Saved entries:
###

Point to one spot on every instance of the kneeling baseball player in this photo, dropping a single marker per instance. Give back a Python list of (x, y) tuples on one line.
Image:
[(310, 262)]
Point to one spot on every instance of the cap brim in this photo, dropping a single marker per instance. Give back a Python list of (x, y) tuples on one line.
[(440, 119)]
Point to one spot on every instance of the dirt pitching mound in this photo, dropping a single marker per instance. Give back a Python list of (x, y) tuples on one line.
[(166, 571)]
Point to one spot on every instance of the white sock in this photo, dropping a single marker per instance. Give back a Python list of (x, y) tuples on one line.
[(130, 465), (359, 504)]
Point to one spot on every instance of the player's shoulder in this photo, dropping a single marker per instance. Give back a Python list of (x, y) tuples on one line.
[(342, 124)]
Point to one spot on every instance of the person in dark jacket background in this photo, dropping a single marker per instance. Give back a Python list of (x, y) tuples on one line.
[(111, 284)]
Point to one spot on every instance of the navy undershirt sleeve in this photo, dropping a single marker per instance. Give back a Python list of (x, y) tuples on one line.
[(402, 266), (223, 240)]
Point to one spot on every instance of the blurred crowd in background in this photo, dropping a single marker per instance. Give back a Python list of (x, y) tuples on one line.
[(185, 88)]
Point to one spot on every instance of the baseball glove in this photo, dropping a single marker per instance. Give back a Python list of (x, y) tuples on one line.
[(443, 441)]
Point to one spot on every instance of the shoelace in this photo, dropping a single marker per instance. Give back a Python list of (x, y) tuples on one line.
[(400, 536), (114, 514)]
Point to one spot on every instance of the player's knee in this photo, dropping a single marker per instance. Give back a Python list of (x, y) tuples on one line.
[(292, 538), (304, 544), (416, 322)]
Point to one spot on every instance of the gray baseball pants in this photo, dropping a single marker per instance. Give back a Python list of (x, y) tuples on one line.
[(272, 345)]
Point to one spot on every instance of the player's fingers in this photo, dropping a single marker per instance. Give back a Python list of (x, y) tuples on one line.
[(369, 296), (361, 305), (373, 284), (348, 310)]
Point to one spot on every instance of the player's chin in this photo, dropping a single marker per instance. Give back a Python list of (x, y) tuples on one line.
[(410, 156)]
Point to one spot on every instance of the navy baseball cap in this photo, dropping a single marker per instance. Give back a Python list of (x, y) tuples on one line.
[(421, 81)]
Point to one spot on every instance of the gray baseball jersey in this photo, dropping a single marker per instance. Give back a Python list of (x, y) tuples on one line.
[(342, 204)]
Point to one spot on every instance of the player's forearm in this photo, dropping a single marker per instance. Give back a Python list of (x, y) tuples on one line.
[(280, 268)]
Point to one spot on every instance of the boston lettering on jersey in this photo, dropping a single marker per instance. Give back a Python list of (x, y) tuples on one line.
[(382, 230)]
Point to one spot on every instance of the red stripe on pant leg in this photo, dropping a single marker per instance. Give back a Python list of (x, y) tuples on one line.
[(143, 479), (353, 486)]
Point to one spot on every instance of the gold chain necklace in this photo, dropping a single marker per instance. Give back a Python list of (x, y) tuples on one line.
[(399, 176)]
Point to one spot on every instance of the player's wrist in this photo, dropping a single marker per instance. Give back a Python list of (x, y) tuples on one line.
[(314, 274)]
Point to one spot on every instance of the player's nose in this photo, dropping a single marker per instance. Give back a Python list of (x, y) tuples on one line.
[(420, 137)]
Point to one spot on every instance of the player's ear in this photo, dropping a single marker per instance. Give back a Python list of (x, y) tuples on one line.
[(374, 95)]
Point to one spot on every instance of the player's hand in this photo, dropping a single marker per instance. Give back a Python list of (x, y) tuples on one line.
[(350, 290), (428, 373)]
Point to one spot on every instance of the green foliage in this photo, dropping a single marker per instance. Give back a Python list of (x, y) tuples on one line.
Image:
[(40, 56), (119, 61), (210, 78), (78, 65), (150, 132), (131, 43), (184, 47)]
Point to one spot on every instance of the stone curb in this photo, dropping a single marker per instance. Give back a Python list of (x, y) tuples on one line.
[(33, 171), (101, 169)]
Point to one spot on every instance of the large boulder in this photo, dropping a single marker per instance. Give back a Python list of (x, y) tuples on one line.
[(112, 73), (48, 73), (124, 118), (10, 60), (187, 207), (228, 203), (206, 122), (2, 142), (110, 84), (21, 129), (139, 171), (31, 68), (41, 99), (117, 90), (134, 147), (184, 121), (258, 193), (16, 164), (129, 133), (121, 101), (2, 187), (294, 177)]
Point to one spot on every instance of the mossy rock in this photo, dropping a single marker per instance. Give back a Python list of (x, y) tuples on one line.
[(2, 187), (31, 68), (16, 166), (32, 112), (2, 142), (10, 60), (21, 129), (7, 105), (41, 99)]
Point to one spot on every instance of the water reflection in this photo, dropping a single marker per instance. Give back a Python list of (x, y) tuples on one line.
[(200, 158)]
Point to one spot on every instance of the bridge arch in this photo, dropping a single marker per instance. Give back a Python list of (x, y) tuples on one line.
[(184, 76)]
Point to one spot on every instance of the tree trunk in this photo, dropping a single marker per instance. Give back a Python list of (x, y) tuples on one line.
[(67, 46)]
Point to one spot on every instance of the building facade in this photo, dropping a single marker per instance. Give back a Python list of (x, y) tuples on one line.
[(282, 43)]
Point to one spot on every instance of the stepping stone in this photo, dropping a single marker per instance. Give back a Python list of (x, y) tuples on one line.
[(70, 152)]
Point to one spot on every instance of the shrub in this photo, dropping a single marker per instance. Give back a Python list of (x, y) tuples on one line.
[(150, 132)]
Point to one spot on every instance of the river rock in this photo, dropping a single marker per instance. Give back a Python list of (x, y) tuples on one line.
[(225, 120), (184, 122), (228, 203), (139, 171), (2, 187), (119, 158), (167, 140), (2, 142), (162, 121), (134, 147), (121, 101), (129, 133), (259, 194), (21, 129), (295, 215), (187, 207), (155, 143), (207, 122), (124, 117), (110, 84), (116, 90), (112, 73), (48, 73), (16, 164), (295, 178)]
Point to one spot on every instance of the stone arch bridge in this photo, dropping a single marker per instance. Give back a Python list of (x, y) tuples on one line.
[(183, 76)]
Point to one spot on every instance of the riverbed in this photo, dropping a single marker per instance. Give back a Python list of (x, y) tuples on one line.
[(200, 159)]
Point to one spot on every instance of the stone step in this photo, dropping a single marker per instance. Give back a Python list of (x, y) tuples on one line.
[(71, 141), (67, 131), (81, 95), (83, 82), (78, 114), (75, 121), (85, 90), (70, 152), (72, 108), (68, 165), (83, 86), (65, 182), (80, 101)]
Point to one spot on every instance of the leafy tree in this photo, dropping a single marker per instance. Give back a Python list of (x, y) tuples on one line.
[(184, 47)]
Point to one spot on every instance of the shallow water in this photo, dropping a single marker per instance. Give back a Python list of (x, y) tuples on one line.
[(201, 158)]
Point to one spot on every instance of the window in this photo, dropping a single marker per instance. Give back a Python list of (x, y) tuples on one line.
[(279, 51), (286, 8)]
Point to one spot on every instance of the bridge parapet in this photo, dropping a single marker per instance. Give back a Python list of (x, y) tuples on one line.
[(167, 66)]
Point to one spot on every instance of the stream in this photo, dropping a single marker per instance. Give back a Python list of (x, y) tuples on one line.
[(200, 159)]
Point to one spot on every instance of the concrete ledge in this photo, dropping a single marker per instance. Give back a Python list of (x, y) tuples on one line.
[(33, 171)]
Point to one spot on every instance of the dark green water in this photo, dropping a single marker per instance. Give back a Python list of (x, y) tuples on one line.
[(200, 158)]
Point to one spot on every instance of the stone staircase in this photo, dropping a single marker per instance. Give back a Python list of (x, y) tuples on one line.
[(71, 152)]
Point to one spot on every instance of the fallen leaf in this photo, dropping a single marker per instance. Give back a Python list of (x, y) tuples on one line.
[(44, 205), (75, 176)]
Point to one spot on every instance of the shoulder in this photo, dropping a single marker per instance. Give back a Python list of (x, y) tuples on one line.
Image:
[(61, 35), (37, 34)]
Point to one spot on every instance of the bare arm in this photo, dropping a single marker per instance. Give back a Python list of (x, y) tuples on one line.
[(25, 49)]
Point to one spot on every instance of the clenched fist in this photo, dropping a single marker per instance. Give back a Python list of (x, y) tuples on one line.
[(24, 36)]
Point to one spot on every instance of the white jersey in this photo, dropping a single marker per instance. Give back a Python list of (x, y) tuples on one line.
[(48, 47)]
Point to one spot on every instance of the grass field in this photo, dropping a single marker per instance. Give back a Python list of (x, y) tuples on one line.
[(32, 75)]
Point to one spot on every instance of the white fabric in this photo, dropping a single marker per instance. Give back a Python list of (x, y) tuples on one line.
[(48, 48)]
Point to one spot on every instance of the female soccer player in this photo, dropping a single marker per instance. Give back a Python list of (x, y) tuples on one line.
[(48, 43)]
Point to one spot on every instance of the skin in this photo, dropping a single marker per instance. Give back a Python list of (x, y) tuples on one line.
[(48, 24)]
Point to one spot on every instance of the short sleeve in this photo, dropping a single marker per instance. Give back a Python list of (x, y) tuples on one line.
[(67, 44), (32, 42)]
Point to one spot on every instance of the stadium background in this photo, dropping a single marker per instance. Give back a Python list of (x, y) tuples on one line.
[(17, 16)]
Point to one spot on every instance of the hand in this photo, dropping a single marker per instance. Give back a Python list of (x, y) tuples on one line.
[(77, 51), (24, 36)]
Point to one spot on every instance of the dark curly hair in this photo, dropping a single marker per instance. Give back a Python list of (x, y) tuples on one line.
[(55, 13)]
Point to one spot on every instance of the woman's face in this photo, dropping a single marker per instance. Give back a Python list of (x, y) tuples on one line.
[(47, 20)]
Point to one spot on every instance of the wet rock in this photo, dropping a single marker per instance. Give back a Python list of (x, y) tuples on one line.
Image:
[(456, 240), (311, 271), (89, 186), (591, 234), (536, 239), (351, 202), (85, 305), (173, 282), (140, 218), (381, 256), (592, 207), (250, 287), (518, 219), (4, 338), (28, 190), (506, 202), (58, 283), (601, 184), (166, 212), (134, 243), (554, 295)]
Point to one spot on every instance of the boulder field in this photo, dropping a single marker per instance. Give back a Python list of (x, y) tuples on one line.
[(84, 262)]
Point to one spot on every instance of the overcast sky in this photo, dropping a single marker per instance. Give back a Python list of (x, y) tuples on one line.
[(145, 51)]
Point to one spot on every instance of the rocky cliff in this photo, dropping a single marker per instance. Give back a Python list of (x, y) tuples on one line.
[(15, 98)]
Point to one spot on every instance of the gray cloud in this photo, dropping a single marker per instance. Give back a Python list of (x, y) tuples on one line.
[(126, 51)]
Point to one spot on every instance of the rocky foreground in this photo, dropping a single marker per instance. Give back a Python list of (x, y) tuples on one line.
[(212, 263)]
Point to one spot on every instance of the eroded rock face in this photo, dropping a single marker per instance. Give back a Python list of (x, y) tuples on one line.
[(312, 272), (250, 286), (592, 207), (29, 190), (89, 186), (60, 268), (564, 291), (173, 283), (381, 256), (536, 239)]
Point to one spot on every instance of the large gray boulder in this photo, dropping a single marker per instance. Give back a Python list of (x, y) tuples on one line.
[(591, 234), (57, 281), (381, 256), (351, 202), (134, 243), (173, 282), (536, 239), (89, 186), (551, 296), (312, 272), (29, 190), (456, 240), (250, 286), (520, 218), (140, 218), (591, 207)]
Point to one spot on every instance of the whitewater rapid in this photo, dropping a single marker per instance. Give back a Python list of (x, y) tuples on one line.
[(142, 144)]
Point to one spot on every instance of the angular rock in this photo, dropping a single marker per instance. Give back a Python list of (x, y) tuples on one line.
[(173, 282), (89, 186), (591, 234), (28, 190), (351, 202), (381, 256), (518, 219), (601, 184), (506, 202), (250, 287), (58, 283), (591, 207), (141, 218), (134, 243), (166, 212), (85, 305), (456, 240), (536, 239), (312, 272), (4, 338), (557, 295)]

###

*Your task*: Your answer should be the lines from the one containing "Point to one spot on every instance of the angular" to the end of the entries above, restated exactly and alone.

*Result below*:
Point to one spot on every instance of the angular rock in this photo, dropping a single marker per instance. Give back a Python list of (x, y) tuples on one line.
[(173, 282), (89, 186), (591, 234), (28, 190), (351, 202), (381, 256), (518, 219), (601, 184), (506, 202), (250, 287), (58, 283), (591, 207), (141, 218), (134, 243), (166, 212), (85, 305), (456, 240), (536, 239), (312, 272), (4, 338), (557, 295)]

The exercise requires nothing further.